WHAT THIS TASK INVOLVES:
Output, please, every line from the line that holds "Indicate the bundle" to the end, exactly as written.

begin RECORDS TO PROCESS

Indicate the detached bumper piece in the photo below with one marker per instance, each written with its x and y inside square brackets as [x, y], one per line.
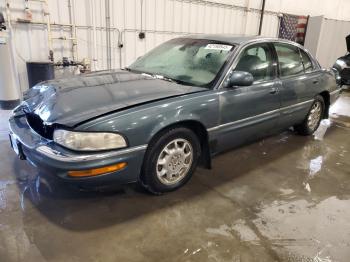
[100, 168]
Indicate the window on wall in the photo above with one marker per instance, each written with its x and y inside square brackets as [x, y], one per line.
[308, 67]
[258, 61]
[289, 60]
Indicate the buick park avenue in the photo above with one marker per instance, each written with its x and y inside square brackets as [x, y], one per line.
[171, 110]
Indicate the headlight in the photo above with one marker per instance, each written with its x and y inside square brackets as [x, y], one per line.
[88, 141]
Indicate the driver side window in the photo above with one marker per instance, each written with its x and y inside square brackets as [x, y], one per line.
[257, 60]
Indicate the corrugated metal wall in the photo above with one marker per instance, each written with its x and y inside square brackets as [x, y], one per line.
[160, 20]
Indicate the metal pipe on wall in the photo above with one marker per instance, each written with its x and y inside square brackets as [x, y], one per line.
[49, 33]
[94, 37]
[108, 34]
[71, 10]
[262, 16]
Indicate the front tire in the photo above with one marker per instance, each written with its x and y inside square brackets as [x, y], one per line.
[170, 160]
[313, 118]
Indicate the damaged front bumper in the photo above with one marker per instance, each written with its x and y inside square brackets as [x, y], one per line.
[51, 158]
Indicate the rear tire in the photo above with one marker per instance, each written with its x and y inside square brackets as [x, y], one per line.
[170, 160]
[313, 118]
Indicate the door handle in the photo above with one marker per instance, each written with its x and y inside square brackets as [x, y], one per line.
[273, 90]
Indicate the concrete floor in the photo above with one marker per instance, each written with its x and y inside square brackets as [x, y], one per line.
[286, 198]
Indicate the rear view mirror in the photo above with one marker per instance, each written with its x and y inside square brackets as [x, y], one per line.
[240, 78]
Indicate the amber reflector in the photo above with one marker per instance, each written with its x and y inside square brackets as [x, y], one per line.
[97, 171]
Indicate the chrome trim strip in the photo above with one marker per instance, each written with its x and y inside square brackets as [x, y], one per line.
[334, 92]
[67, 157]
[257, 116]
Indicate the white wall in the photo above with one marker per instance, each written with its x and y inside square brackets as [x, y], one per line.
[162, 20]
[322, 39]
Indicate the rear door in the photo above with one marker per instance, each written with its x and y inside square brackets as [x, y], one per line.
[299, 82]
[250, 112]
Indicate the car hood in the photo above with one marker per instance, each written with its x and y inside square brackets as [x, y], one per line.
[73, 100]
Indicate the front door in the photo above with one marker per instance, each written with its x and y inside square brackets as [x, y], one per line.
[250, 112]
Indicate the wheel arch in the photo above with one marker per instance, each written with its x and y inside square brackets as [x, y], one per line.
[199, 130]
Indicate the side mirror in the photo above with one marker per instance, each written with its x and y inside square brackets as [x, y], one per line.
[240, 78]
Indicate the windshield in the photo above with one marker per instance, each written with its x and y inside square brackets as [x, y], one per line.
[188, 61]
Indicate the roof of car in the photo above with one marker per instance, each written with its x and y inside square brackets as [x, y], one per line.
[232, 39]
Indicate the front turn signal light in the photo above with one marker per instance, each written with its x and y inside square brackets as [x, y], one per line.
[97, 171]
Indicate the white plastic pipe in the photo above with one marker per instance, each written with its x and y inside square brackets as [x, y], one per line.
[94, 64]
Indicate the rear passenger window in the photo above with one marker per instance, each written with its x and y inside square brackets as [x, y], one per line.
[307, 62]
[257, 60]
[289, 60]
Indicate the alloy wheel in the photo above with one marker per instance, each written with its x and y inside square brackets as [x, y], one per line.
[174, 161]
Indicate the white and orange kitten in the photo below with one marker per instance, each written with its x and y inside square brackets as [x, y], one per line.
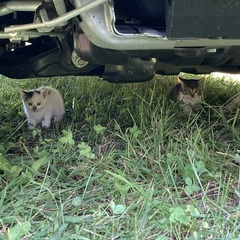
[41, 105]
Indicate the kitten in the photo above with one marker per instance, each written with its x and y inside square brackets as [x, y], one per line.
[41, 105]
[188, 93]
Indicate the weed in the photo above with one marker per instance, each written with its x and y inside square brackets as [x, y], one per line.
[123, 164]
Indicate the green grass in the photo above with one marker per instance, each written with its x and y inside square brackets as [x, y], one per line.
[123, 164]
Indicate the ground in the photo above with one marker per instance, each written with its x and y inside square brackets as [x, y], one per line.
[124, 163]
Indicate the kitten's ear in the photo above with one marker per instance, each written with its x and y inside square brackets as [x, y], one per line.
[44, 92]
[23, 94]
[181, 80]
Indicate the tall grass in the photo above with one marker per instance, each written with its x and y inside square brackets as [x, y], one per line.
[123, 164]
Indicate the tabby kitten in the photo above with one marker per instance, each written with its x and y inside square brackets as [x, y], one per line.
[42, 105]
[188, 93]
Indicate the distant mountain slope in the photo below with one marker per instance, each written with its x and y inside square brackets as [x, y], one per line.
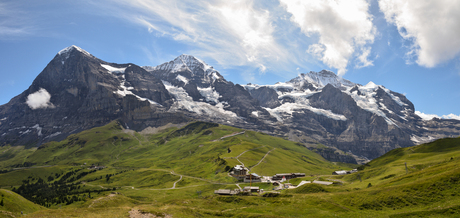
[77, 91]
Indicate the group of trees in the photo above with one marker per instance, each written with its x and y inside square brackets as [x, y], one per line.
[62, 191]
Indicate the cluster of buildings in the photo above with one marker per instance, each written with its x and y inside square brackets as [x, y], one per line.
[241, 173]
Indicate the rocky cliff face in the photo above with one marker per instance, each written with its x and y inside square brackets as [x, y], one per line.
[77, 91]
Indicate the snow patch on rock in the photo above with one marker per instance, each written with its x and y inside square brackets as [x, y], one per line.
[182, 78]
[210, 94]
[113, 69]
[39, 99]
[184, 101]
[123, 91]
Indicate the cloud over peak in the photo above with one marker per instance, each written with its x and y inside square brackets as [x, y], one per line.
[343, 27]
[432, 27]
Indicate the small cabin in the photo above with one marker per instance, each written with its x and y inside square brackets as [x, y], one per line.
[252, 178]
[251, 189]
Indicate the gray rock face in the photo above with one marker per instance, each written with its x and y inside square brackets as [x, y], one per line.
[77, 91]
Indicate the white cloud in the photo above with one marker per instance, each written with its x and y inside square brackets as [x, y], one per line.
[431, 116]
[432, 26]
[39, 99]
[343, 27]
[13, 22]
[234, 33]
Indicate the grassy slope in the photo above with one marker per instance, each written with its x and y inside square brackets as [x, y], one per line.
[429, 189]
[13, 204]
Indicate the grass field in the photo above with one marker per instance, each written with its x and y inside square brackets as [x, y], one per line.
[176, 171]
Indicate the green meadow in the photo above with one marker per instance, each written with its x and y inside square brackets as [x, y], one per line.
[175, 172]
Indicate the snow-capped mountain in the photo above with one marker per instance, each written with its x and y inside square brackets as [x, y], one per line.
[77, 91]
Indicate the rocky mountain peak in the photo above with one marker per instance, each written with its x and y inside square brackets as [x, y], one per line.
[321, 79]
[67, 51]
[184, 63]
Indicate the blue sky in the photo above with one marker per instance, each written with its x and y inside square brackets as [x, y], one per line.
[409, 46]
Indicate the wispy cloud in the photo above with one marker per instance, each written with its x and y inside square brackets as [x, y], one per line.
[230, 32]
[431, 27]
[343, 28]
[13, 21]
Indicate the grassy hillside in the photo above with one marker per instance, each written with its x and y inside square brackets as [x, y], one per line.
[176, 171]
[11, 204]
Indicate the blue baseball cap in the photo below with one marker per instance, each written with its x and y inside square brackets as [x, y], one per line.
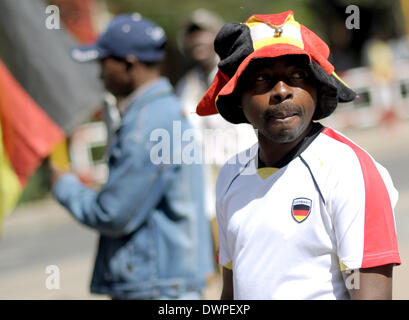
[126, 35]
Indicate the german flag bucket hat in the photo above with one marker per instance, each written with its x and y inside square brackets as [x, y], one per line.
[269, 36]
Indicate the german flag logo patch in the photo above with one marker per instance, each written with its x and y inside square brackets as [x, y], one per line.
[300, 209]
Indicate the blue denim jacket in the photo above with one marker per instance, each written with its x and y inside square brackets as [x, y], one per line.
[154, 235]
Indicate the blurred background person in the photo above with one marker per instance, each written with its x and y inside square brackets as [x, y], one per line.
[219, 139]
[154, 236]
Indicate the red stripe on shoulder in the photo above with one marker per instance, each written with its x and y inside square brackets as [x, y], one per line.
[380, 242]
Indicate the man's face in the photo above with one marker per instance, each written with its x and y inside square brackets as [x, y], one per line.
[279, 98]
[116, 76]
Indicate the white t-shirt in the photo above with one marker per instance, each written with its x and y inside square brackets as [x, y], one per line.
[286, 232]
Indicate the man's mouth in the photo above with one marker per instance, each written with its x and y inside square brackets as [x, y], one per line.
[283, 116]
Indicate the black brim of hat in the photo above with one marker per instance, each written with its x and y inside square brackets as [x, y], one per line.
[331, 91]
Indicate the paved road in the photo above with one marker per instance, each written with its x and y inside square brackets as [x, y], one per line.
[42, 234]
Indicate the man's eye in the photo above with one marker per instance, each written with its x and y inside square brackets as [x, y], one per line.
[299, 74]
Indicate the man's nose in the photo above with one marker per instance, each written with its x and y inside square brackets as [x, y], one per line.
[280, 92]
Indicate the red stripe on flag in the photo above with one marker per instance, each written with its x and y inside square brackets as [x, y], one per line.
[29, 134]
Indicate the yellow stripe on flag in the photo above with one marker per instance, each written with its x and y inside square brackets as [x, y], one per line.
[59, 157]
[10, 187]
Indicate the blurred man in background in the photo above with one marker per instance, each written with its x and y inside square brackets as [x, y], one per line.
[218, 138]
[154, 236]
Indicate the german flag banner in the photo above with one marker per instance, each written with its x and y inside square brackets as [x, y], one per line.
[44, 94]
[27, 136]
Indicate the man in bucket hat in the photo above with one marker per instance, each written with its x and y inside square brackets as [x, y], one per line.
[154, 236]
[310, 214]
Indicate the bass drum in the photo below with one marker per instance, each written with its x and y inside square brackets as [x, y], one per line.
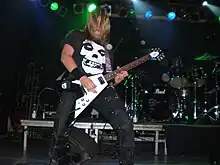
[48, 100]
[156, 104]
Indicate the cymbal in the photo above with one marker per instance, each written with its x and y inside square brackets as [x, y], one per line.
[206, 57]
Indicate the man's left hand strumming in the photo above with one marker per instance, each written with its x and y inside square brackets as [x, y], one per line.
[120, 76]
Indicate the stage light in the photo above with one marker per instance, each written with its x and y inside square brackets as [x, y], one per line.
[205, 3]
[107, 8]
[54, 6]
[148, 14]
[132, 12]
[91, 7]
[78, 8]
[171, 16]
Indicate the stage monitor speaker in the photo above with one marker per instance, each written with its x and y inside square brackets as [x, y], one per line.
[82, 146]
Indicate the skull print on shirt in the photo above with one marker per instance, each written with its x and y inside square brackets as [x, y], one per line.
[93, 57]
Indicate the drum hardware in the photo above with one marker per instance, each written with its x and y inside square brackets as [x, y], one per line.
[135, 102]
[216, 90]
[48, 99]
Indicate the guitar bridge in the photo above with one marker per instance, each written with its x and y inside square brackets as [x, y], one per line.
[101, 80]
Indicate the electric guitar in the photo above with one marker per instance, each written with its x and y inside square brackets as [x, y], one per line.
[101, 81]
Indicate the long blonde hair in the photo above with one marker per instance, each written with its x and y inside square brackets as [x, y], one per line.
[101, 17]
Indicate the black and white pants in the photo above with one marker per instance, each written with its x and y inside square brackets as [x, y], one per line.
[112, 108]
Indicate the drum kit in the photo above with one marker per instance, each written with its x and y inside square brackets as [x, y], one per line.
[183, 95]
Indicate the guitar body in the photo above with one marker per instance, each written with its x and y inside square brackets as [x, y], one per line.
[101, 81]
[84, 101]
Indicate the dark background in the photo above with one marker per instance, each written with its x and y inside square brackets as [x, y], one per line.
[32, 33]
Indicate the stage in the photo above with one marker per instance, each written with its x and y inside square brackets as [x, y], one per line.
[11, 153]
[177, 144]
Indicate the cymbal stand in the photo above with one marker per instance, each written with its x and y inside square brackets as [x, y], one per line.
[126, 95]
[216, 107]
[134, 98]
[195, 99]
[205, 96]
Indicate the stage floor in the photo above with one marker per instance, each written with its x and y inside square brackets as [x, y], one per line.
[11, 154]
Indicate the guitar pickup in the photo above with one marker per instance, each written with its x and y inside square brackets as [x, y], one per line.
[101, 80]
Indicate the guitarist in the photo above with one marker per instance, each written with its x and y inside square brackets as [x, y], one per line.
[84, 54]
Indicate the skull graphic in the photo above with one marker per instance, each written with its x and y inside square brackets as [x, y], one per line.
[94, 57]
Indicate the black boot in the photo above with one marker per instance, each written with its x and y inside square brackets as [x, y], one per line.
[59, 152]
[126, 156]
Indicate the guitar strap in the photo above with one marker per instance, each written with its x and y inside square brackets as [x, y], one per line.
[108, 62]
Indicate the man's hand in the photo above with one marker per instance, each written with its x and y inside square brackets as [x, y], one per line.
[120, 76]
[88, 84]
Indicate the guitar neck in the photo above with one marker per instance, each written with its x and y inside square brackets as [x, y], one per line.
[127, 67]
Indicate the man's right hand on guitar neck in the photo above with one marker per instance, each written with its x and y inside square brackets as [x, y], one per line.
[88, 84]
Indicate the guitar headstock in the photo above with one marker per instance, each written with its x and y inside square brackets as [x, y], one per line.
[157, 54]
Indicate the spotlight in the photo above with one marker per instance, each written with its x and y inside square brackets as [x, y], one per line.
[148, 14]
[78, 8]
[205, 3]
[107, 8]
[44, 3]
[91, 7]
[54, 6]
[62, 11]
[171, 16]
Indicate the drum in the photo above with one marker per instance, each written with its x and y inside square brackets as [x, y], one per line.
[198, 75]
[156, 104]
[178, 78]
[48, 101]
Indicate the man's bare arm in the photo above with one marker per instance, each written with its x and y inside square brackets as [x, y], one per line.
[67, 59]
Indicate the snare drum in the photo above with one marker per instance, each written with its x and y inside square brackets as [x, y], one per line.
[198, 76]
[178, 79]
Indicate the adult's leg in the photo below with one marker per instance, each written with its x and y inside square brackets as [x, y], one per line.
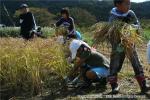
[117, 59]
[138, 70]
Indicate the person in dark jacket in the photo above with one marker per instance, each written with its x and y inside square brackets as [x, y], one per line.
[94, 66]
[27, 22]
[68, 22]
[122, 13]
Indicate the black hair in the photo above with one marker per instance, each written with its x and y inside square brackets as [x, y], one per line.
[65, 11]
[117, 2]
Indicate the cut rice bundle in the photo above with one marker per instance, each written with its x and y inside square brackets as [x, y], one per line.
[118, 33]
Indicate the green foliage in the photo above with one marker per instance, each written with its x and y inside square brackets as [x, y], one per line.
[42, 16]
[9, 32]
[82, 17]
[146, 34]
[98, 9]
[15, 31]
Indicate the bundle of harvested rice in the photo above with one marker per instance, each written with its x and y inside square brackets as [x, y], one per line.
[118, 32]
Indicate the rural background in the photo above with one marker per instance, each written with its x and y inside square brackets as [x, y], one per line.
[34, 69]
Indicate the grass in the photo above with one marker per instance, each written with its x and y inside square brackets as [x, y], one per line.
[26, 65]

end RECORDS TO PROCESS

OUTPUT FOR THIS EXERCISE:
Indicate the bundle of harvested rice in the photo above with one marker per instance, each written with its x and y inside square brackets as [x, y], one per line.
[118, 32]
Indicate the rural background in the photo above with one marker per instance, each written with its x and y inside square brackets as [x, y], one per line.
[34, 69]
Indicate the grass in the photo above with one marker per instance, each written with its x and y inside square brackets as [x, y], one per line.
[26, 65]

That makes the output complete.